_EXERCISE GOAL_.
Where a record contains a picture, omit it; otherwise reproduce the listing exactly.

_RECORDS FOR THE EXERCISE_.
++++

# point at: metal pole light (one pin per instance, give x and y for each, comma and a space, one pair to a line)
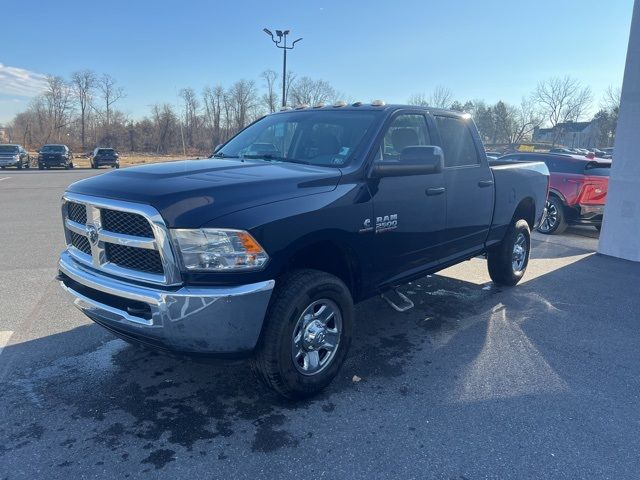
281, 42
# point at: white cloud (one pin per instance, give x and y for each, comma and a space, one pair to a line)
18, 81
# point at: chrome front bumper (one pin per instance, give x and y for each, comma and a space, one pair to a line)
198, 320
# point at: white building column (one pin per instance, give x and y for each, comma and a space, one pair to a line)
620, 235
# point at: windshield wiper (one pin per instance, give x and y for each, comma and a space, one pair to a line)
222, 155
277, 158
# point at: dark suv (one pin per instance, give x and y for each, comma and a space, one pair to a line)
55, 156
14, 156
577, 189
104, 157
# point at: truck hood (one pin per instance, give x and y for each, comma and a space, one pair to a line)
191, 192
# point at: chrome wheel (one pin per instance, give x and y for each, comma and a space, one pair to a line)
551, 218
316, 337
519, 256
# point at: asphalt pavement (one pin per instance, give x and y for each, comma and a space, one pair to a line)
537, 381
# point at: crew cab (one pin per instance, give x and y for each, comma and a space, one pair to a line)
14, 156
104, 157
55, 156
577, 191
263, 249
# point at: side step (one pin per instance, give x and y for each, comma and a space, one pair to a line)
398, 301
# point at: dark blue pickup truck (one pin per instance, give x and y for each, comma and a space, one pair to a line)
263, 249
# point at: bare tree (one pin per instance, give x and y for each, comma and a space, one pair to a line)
418, 99
83, 84
441, 97
562, 99
525, 118
243, 101
191, 118
110, 93
270, 97
312, 92
57, 97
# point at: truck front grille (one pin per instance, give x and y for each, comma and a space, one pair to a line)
77, 212
121, 238
134, 258
127, 223
81, 243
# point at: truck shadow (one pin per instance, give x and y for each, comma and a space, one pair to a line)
463, 343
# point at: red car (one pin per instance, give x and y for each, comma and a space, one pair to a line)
577, 189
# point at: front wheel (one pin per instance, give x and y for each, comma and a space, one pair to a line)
554, 222
307, 334
508, 260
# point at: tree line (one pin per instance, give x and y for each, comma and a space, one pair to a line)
554, 101
83, 112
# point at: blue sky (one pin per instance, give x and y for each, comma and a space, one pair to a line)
491, 49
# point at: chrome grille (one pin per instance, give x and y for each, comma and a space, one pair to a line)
126, 222
134, 258
124, 239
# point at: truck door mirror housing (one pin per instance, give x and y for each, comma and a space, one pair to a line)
418, 160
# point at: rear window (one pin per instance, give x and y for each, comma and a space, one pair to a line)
597, 169
457, 142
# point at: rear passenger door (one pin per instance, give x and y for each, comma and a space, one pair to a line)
470, 189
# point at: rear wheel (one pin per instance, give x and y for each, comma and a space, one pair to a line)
508, 260
555, 221
307, 334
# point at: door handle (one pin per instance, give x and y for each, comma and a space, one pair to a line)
435, 190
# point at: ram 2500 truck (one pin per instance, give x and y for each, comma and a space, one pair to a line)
263, 249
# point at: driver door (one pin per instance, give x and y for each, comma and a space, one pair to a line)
409, 211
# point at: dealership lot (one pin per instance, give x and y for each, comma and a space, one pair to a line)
475, 382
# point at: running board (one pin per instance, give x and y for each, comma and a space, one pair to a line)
398, 301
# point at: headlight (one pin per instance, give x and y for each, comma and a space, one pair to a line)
219, 250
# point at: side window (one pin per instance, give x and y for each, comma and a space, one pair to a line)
406, 130
457, 142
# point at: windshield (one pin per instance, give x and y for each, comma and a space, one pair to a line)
323, 137
53, 148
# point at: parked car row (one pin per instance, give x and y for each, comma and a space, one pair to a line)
577, 189
54, 155
605, 153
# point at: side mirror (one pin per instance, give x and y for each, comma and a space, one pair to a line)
419, 160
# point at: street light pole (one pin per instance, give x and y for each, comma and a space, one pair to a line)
281, 42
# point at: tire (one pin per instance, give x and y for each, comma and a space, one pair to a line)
289, 346
508, 264
555, 222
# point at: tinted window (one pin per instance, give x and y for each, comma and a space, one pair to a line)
322, 137
457, 142
53, 148
406, 130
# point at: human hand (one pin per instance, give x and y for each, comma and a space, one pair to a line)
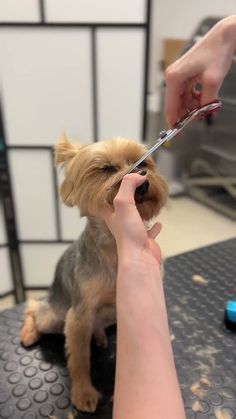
126, 224
207, 64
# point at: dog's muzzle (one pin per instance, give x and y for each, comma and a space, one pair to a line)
141, 192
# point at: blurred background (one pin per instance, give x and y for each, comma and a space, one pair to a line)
95, 69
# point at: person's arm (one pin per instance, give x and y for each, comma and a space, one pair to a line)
146, 384
207, 63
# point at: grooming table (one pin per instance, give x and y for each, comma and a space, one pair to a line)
34, 382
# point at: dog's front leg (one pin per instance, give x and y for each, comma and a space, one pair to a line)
78, 331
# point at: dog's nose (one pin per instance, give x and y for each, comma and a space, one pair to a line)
142, 189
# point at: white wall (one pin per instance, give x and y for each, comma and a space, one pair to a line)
178, 19
47, 88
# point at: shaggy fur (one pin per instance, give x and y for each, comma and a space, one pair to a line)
81, 300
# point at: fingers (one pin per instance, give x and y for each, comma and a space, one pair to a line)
127, 189
173, 102
154, 231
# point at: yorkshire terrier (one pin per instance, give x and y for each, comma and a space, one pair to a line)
82, 299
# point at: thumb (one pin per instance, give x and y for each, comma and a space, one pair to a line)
210, 89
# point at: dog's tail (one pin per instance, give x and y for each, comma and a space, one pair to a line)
65, 150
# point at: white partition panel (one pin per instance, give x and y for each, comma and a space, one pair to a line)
5, 272
46, 80
19, 10
72, 224
96, 11
31, 172
3, 237
120, 82
39, 263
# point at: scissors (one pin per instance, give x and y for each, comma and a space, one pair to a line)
200, 112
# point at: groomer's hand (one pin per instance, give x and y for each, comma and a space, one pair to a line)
126, 224
207, 64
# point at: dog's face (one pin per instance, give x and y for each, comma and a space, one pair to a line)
91, 170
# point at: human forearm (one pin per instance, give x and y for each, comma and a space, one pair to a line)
145, 375
227, 28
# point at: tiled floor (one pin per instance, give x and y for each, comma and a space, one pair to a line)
187, 225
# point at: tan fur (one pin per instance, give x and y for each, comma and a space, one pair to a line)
82, 300
82, 168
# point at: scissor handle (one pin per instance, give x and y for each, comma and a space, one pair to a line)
201, 112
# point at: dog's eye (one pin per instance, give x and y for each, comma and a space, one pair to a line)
109, 169
142, 164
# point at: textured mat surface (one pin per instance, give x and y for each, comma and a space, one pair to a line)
34, 383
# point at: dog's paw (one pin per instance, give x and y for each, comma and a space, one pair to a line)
29, 335
85, 397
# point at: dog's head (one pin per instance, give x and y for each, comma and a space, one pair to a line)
91, 170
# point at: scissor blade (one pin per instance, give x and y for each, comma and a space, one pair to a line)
168, 135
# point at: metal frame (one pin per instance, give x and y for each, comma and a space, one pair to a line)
6, 189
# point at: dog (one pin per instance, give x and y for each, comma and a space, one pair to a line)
81, 301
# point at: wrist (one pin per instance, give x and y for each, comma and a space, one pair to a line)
133, 256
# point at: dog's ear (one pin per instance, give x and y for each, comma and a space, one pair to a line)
67, 193
64, 150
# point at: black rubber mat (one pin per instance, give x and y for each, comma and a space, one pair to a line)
34, 383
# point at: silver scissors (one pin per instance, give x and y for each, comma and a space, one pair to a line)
200, 112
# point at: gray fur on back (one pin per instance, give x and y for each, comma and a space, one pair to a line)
82, 261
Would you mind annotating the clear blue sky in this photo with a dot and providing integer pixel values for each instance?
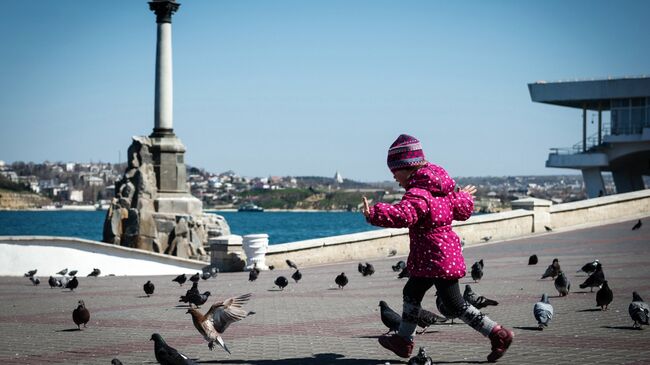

++++

_WORKED SOLUTION_.
# point at: metal pole light (one pin per instance, give x and y for each, comma and a space, one pair to a line)
281, 42
# point at: white cloud (one pin per instance, give x and y for each, comma and a space, one pair to a line)
18, 81
# point at: chrome front bumper (one pin per instance, give x and y for each, comma and a space, one pair to a line)
198, 320
# point at: white building column (one pin per instance, give x and y for each, comma and a space, one pair to a line)
620, 235
# point at: windshield wiper (one pin per instance, give x and y for each, comma and a space, one pair to a line)
222, 155
277, 158
# point at: dark suv (one pin per instance, give x and y for each, comma and a space, one pair to a line)
55, 156
14, 156
577, 189
104, 157
# point at: truck hood (one pin per instance, give x and y for each, comma and a space, one pair to a line)
191, 192
# point at: chrome wheel (one pin per instance, give x and y for each, comma and a space, one pair to a line)
551, 218
316, 337
519, 256
# point at: asphalt pavement (one pin per instance, give x and y for each, comma and a space, one pair to a line)
537, 381
# point at: crew cab (one pin per instance, give x and y for each, comma and a space, one pair to a line)
14, 156
104, 157
55, 156
577, 191
263, 249
# point at: side step (one pin per instance, give x and y for each, comma and a space, one pair to a line)
398, 301
# point at: dark blue pickup truck (one pin per instance, give x and y for each, comma and a space, one pair to a line)
263, 249
# point at: bare tree (one pin per instance, give x and y for each, comma and a space, one pair to a line)
418, 99
83, 84
441, 97
562, 99
525, 118
243, 101
191, 118
110, 93
270, 97
312, 92
57, 97
# point at: truck front grille (one pin per instance, give x and y for each, comma and a space, one pair to a line)
77, 212
121, 238
134, 258
127, 223
81, 243
# point at: truck shadow (one pin per instance, give x and y for each, comma and a space, one pair to a line)
463, 343
# point at: red car (one pin per instance, give x and y for each, comma and a space, one pair to a line)
577, 189
# point at: front wheel (one pin per instance, give x and y for each, comma and a space, one pair to a line)
554, 222
307, 334
508, 260
# point at: tree line (one pin per instance, give x and y for each, comma and a space, one pair to a line)
554, 101
83, 112
# point at: blue sky (one pin per instance, give x and y for each, comma and a space, one pair to a line)
491, 49
# point at: chrome grille (one pin per instance, give x and y for each, comma and a space, one pair to a line)
126, 222
134, 258
124, 239
# point at: truck door mirror housing (one pin per instance, give x and y for each, comma and a space, one pair to a line)
418, 160
# point at: rear window (one pin per instance, give x and y for each, comma and a space, one pair to a line)
597, 169
457, 142
# point at: rear passenger door (one pin per instance, give x and y for each, comma and a space, one pair to a line)
470, 189
# point at: rear wheel (one pin per instance, give x and y for each, comma and a space, one pair to a line)
508, 260
555, 221
307, 334
# point at: door handle (one pin per instance, give x and y for each, comma and a space, one pair to a line)
435, 190
# point at: ram 2500 truck (one pin per instance, give x and y for each, comma and a space, one pair to a line)
263, 249
# point at: driver door (one pin per instance, give x and y for each, comma and a space, one pair to a line)
409, 211
# point at: dealership lot (one pin per instance, give x and y for each, comma and a space, one pair to a line)
475, 382
# point at: running board (one pin per instance, give x and y for each, comma and a space, one pair to a line)
398, 301
# point at: headlight (one pin per instance, give x and y for each, comma and a space, one pair to a line)
219, 250
# point at: side window (one pin per instance, give x and y for each, comma and a space, one pair to a line)
406, 130
457, 142
# point at: windshield (one pin per instance, give x and y for each, comma and a space, one pair to a line)
323, 137
53, 148
# point at: parked car row (one pin per instance, give x and y for each, comma and a space, one pair to a line)
577, 189
54, 155
605, 153
# point at: side mirror (one pin per instance, give x and y for each, comma and a space, one pair to a line)
419, 160
# point at: street light pole (one pin per instance, give x and y for each, comma and a space, one pair to a line)
281, 42
# point at: tire (one pin per instance, give x and y for each, comma and a space, one pair to a line)
289, 346
508, 264
555, 222
# point at: tinted window (one pin per instance, give x and y for each, comma and a space, one pair to a line)
322, 137
457, 142
53, 148
406, 130
# point at: human hand (one pin per instance, give x and y for each, comma and a space, one pair to a line)
126, 224
207, 64
# point at: dog's muzzle (one pin per instance, give x and y for each, comma and a space, one pair to a line)
141, 192
# point at: blurred background (one pin per instance, give x and y for each, comma and a space, one pair to a line)
95, 69
# point at: person's arm (one pin per instance, give x and y for each, comma and a space, one pair to a line)
146, 384
207, 63
# point at: grooming table (one pin per instance, give x and y for each, comma and a space, one pair to a line)
34, 382
# point at: dog's front leg (one pin per instance, give x and y for each, comma and a space, one pair to a line)
78, 331
# point at: dog's nose (one pin per instance, give x and y for each, comma and a space, one pair to a line)
142, 189
# point at: white wall (one pin per instance, give x and y for each, comma and a space, one pair to a line)
178, 19
47, 88
# point at: shaggy fur (one pin per instance, give x and y for each, comma and a space, one pair to a line)
81, 300
# point at: fingers (one pin per instance, give x and y for each, comma and a space, one pair to a line)
127, 189
173, 102
154, 231
# point at: yorkshire terrier (one pin per instance, give x and y for each, comma and a space, one pair to a line)
82, 299
# point at: thumb (one pin per instance, give x and y for each, comma and a space, one pair to a line)
210, 89
# point at: dog's tail (one pin per instance, give x and y for each, comma and a space, one pair to a line)
65, 150
# point at: white partition panel (one pin per instance, give x and y for each, comma and a space, one pair to a line)
5, 272
46, 80
19, 10
72, 224
96, 11
31, 172
3, 237
120, 82
39, 263
# point at: scissors (one pin per instance, give x and y for each, comma and a space, one pair to a line)
200, 112
# point at: groomer's hand (one pin per instance, give x and y for each, comma and a space, one pair to a line)
126, 224
207, 64
# point at: dog's face (one pin per instance, give x and y for each, comma and a space, one pair to a line)
91, 170
# point at: human forearm (one pin per instance, give x and y for each, comma and a space, one pair to a line)
145, 375
227, 28
# point at: tiled floor (one pin per instance, give x and y for each, comma and a space, one pair to a line)
187, 225
# point at: tan fur (one pin per instance, give x and y for each, comma and a space, one pair to a line)
82, 300
82, 168
# point at: scissor handle (one pin per instance, give x and y for each, comma and a space, one pair to a line)
201, 112
# point at: dog's eye (one pin per instance, give x and y for each, comma and a space, one pair to a line)
109, 169
142, 164
# point at: textured mat surface (one pin per instance, give x and y for each, comma and a space, one pair to a line)
34, 383
# point at: dog's paw (one pin per instance, give x and y for each, comma and a space, one pair to a line)
29, 335
85, 397
# point at: dog's head (one pin per instance, give x and y for each, comma and a space, one pair to a line)
91, 170
# point at: scissor blade (one pin per instance, give x and y for each, comma and a space, one pair to a line)
168, 135
# point at: metal frame (one pin per instance, give x and y for each, comma and a space, one pair to a line)
6, 189
# point at: dog (one pin per instance, give x and y for each, comma and a space, one pair to a line)
81, 301
# point at: wrist (one pin per instance, give x and y for each, comma and a space, one pair to a line)
133, 256
# point at: dog's ear (one pin per instance, give x and y for each, comma and a space, one pair to a line)
67, 193
64, 150
# point at: black rubber mat (one pin per instance, give x and y for each, comma and a space, one pair to a line)
34, 383
# point at: silver scissors (one pin per instance, give x and y for each, comma and a space, one pair to a line)
200, 112
# point at: gray fur on back (one pin per instance, give x and y for each, comma and a space, one pair to a line)
82, 261
Would you mind annotating the clear blue sky in this photo with a dot and providing integer pixel values for each instance?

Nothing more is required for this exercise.